Problem statement: Pick out every line below that contains the word "white" and copy each one. Case counts, so a line qualifies only if its capitalization matches.

Start Material to process

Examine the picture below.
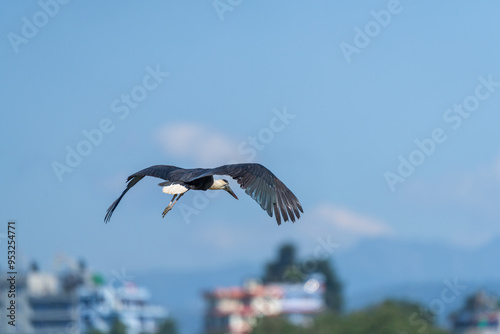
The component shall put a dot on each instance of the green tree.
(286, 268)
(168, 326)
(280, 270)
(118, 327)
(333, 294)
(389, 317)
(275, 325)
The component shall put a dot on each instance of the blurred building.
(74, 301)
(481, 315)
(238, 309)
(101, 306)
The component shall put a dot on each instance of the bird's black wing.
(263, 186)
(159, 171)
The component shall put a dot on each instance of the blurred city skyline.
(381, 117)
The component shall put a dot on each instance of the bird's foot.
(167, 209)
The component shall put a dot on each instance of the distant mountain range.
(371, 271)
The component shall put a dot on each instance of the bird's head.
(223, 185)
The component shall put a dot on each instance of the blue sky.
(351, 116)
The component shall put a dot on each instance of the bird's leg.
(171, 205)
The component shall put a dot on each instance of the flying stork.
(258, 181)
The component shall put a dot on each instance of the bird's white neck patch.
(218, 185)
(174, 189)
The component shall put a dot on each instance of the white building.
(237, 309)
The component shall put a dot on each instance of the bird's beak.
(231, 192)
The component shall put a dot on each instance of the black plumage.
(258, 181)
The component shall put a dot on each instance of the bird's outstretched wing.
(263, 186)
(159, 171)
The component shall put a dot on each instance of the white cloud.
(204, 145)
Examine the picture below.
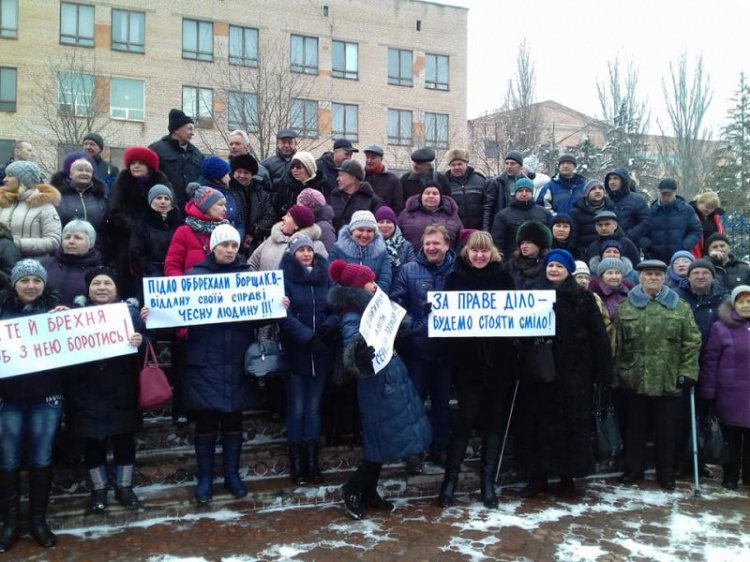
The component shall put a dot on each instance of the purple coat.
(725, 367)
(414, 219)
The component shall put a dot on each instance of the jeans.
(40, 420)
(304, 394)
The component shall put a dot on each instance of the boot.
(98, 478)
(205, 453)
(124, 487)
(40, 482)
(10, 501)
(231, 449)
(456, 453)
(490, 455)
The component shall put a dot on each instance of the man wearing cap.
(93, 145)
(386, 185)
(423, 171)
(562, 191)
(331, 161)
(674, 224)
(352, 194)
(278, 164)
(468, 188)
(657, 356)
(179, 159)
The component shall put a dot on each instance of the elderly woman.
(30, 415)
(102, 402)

End Material to process
Start Material to process

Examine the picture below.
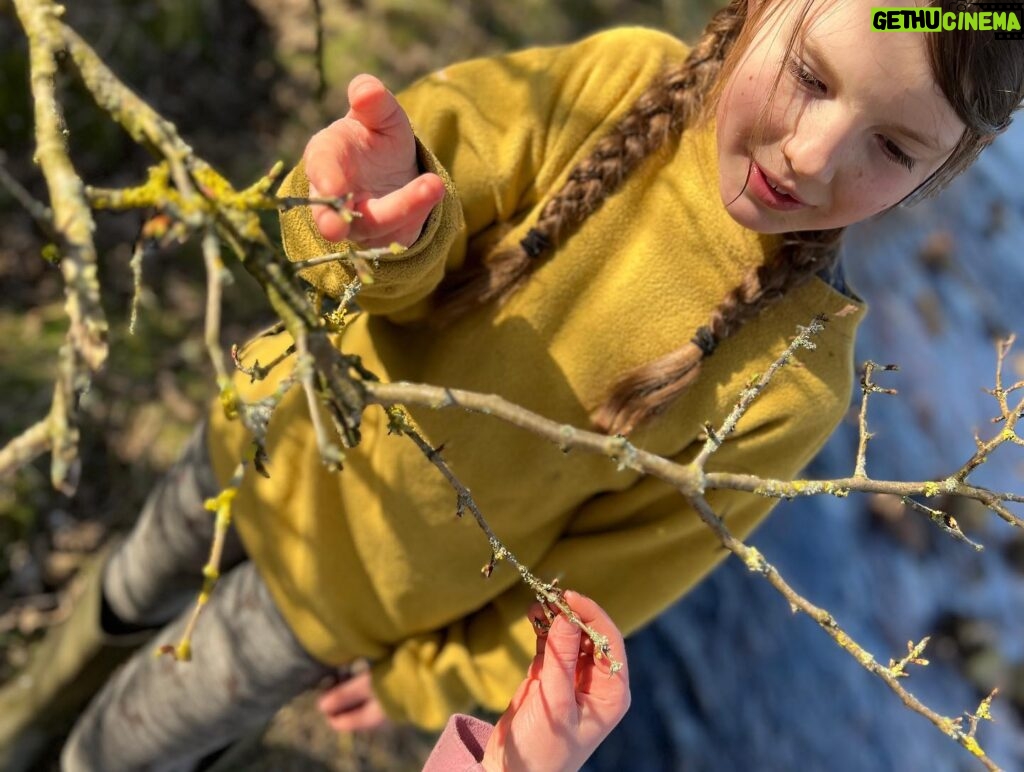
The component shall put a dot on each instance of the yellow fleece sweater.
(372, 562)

End Material to process

Reply to the task:
The component shall put a dot on each instance of the bird's white neck patch.
The component shall put a dot on each instance of the white building.
The component shall put a dot on each instance of the white cloud.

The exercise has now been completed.